**Task**
Turn every line of the items below into a JSON list of strings with one string per line, skipping any blank lines.

[Begin Given entries]

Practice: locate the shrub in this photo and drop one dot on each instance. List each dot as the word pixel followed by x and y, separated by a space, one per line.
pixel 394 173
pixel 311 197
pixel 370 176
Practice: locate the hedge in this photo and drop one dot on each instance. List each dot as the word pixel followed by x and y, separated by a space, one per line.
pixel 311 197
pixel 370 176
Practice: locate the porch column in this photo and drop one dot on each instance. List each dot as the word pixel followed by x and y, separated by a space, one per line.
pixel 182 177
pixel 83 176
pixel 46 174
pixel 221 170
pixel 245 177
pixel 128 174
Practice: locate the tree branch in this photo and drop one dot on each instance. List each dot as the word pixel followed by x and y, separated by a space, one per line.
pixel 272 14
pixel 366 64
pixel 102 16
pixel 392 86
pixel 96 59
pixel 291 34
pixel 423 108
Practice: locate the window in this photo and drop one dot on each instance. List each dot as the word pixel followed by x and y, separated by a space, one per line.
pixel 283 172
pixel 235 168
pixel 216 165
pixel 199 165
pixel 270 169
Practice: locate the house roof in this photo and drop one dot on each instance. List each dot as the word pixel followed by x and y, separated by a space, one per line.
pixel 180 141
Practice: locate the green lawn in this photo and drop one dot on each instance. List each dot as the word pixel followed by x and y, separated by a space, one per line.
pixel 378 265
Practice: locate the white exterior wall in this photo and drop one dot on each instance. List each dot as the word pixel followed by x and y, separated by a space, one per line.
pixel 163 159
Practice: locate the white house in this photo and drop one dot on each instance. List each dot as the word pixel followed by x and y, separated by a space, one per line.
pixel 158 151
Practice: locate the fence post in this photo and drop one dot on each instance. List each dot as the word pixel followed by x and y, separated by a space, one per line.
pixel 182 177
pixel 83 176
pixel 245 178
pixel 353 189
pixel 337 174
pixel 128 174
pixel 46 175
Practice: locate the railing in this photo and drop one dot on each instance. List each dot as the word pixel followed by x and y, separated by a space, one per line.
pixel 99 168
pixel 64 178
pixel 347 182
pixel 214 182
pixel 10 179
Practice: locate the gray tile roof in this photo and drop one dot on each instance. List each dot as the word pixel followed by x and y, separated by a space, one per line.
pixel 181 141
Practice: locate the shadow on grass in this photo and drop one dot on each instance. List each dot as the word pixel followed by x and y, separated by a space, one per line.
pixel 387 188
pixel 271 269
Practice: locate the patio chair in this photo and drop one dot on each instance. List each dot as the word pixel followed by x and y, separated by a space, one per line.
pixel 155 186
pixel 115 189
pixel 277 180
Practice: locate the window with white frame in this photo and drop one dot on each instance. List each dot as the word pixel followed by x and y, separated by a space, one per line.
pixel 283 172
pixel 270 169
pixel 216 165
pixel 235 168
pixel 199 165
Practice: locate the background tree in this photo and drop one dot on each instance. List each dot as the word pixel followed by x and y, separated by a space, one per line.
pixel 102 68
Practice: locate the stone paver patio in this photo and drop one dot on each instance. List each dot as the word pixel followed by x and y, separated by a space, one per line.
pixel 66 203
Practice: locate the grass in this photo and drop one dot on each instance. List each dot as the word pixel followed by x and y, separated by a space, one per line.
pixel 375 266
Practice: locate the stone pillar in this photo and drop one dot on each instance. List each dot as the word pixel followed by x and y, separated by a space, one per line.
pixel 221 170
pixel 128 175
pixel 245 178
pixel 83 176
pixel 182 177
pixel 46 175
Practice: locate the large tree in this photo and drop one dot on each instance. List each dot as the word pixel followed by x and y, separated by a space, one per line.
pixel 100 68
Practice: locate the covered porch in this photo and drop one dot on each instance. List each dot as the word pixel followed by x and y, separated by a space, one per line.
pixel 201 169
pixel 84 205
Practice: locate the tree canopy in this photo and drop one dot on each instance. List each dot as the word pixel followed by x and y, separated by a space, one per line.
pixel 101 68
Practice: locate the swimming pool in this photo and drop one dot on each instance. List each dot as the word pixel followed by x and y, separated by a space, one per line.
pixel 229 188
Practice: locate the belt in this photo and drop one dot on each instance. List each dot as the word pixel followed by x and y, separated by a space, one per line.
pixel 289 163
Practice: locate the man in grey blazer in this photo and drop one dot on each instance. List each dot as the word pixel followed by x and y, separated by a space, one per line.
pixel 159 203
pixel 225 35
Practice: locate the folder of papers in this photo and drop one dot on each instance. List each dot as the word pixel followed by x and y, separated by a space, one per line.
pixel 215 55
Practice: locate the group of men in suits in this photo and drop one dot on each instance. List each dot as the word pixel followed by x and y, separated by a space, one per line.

[End Given entries]

**Result of the task**
[
  "Practice: locate the shrub in this photo and drop one dot on each instance. List each dot as the word pixel followed by x and y, separated by a space, one per line.",
  "pixel 394 173",
  "pixel 311 197",
  "pixel 370 176",
  "Practice: locate the hedge in this photo and drop one dot on each instance. List each dot as the word pixel followed by x and y, separated by a space, one per line.",
  "pixel 311 197",
  "pixel 370 176",
  "Practice: locate the porch column in this photo and drop one dot on each instance. List each dot as the word pixel followed by x and y, separated by a space, one per line.",
  "pixel 182 177",
  "pixel 83 176",
  "pixel 46 174",
  "pixel 221 170",
  "pixel 245 177",
  "pixel 128 174",
  "Practice: locate the tree branch in this photo and drop one dot on each instance. List each dot as the word pixel followed by x and y, separated by a space, one per line.",
  "pixel 272 14",
  "pixel 366 64",
  "pixel 102 16",
  "pixel 392 86",
  "pixel 96 59",
  "pixel 291 34",
  "pixel 423 108",
  "Practice: locate the window in this photo and drop one dot on each instance. List each dot as the word pixel followed by x and y, separated by a space, one per line.",
  "pixel 283 172",
  "pixel 235 168",
  "pixel 216 165",
  "pixel 199 165",
  "pixel 270 169",
  "Practice: locate the house roof in this photo and drop one dot on each instance. List each dot as the word pixel followed by x and y, separated by a space, one per line.",
  "pixel 180 141",
  "Practice: locate the green lawn in this photo and drop one dot on each instance. List each dot as the word pixel followed by x and y, separated by a space, one per line.",
  "pixel 378 265",
  "Practice: locate the white exterior wall in this photo and drop one dot on each instance. List each dot as the word pixel followed by x and y, separated by a space, one per line.",
  "pixel 163 159",
  "Practice: locate the white house in this photo and drop one dot on each instance. List each dot as the word pixel followed by x and y, separated by a space, one per line.",
  "pixel 158 151",
  "Practice: locate the fence post in this photo and drop one dot on each instance. List each dot as the word pixel followed by x and y, separated by a space, one per line.",
  "pixel 182 177",
  "pixel 83 176",
  "pixel 245 178",
  "pixel 353 189",
  "pixel 337 174",
  "pixel 128 174",
  "pixel 46 175",
  "Practice: locate the railing in this photo and drop one dot on each instance. List each dot as the word pixel followed by x and y, separated by a space, one per line.",
  "pixel 99 168",
  "pixel 64 178",
  "pixel 347 182",
  "pixel 214 182",
  "pixel 10 179",
  "Practice: locate the gray tile roof in this photo and drop one dot on each instance. List each dot as the word pixel followed by x and y, separated by a space, one per line.",
  "pixel 181 141",
  "Practice: locate the shadow on grass in this photo and drop one dot on each instance. List each dot as the word pixel followed by x and y, separated by a space, one per line.",
  "pixel 387 188",
  "pixel 271 269",
  "Practice: locate the patio chair in this photo and drop one dot on each instance. List each dot as the word pixel followed by x and y, separated by a space, one per line.",
  "pixel 155 186",
  "pixel 115 189",
  "pixel 277 180",
  "Practice: locate the window with white frame in this photo and drop one dot on each instance. List each dot as the word pixel followed by x and y, separated by a space, one per line.",
  "pixel 283 172",
  "pixel 270 169",
  "pixel 216 165",
  "pixel 235 168",
  "pixel 199 165",
  "Practice: locate the background tree in this photo and drop one dot on each instance. List each dot as the word pixel followed by x and y, separated by a space, one per line.",
  "pixel 102 68",
  "Practice: locate the stone paver patio in this photo and drop one dot on each instance. List each dot as the word pixel followed by x and y, separated by a space, one per line.",
  "pixel 66 203",
  "Practice: locate the grass in this photo and drop one dot on each instance. List each dot as the word pixel followed by x and y, separated by a space, one per line.",
  "pixel 375 266",
  "Practice: locate the stone pillar in this photo and drop one dot on each instance. List each dot as the word pixel followed by x and y, separated by a space, one per line.",
  "pixel 221 170",
  "pixel 128 175",
  "pixel 245 178",
  "pixel 83 176",
  "pixel 182 177",
  "pixel 46 175",
  "Practice: locate the large tree in this photo and drop one dot on each instance. List each dot as the word pixel followed by x and y, separated by a space, one per line.",
  "pixel 100 68",
  "Practice: locate the covered porch in this photo and drop one dot on each instance. List each dot as the word pixel followed by x and y, separated by a space, one per line.",
  "pixel 201 169",
  "pixel 84 205",
  "Practice: locate the tree canopy in this photo and drop one dot on each instance. List each dot as the word pixel followed by x and y, separated by a space, one per line.",
  "pixel 101 68",
  "Practice: locate the swimming pool in this photo and drop one dot on each instance. List each dot as the word pixel followed by x and y, separated by a space, one per line.",
  "pixel 229 188",
  "Practice: locate the belt in this photo and drop one dot on each instance. List each dot as the word pixel followed by x and y, separated by a space, one per line.",
  "pixel 289 163",
  "Practice: locate the man in grey blazer in this photo and drop one dot on each instance. List each dot as the word pixel followed by x and y, separated by a space, one per line.",
  "pixel 159 203",
  "pixel 225 35",
  "Practice: locate the folder of papers in this photo and drop one dot on each instance. List each dot as the word pixel followed by x and y, separated by a space, one per line.",
  "pixel 215 55",
  "Practice: locate the group of men in suits in this photo and drop one dot on each instance. List each dot as the word pixel followed by x and y, separated by a space, one per line."
]